> Consigne
Écrivez la suite de l'extrait présenté ci-dessous sur « L'Agonie de Gutenberg », en reprenant juste après sa dernière phrase.

> Extrait du texte
======

Sous-titré « Vilaines pensées 2013/2017 », « L’Agonie de Gutenberg » est donc composée de textes écrits au jour le jour sur le blog de l’auteur, lequel avoue, “avec le sournois et calculé souci d’une certaine cohérence”, avoir ajouté des textes qui, à l’époque, n’étaient pas aboutis. Un peu de reprise, et un peu de recul sur l’ensemble, mais assez peu cependant : les dates parlent d’elles-mêmes. Ce qui veut dire aussi un exercice par essence périlleux : lorsque l’on écrit dans le moment, lorsque l’on s’intéresse à l’actualité, on s’expose au grand écart perpétuel entre la platitude de comptoir et la pertinence prophétique, entre l’ironie facile et la perspicacité vraie, entre le constat désabusé et l’originalité de la vision.

« Ainsi, la fiction croit toujours devoir s’insinuer dans une réalité qui la structurerait, lui donnerait sens : c’est le contraire qui arrive, l’épreuve du réel brouille et anesthésie les significations. »

Une manière de contourner la difficulté est de donner à l’ensemble un aspect un peu moins instantané, ou un peu moins personnel, en utilisant des narrateurs divers (intermédiaires de pensée qui ne cherchent pas à donner le change très longtemps, comme « FC » ou « Monsieur Piano »), ou en passant par le fabliau, l’historiette, le conte, lesquels ne sont souvent déconnectés du contemporain qu’en apparence, et autorisent la mise en scène d’une naïveté feinte et révélatrice, d’une cruauté fictive mais non sans véritables correspondances avec le réel, d’une fantaisie en apparence débridée mais elle aussi permettant, pour l’observateur attentif, de mieux enfoncer le clou.

======

> Données enregistrées
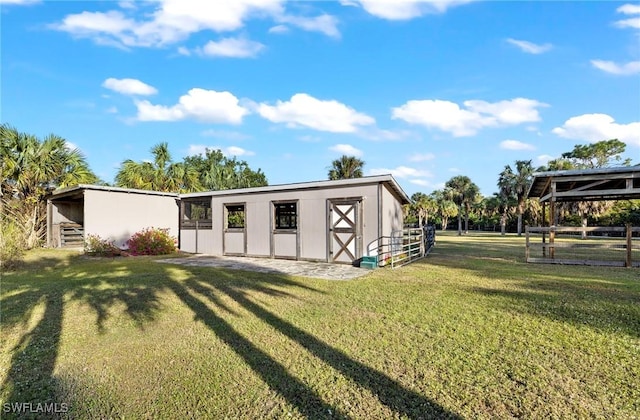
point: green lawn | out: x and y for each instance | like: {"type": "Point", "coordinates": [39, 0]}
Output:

======

> Résultat attendu
C’est sans doute dans ces derniers registres que l’auteur est le plus à son aise, ce qui n’étonnera personne : on sait qu’il est une figure de ce groupe de la « Nouvelle Fiction », aux côtés d’auteurs tels que Georges-Olivier Châteaureynaud, Frederick Tristan ou Sylvain Jouty, qui n’en est pas à une invention près. On trouvera donc dans cette « Agonie de Gutenberg » des fables de tous types, décrivant des contrées qui malgré leurs attributs de contes ne sont jamais très éloignées de notre monde. Dans ces fables, des rois, des Candides, des voyageurs, des impératrices, des idiots, des sages, des princesses, des prétendants, des fantômes, des lois, des élections, des quêtes, des intelligences artificielles. Et bien d’autres choses encore.

« Il y a un drame dans l’art du roman. Deux inventions nouvelles, et prétendument modernes, freinent les élans des raconteurs d’histoires : les téléphones portables et l’abolition de la peine de mort.  »

Que l’on ne soit pas rassuré par le terme de contes. Certains d’entre eux sont particulièrement féroces, comme pouvaient l’être des « fables » d’Ambrose Bierce, ainsi de « La dramatique honnêteté de M. Piano » (2 avril 2014) ou de « L’Art de bâtir des projets heureux » (3 mars 2017). D’autres sont moins ouvertement grinçantes, plus doucereuses, tout au moins en apparence, car l’on finit bien souvent par percevoir comme un arrière-goût acide. Des gens bien intentionnés ne pourraient-ils pas dissuader les femmes d’accoucher ? Ne pourrait-on pas reconsidérer l’art de Franz Kafka à travers le prisme de l’offre et de la demande ? Ce sont ainsi mille et un questionnements révélateurs du monde comme il ne va pas qui sont ainsi proposés.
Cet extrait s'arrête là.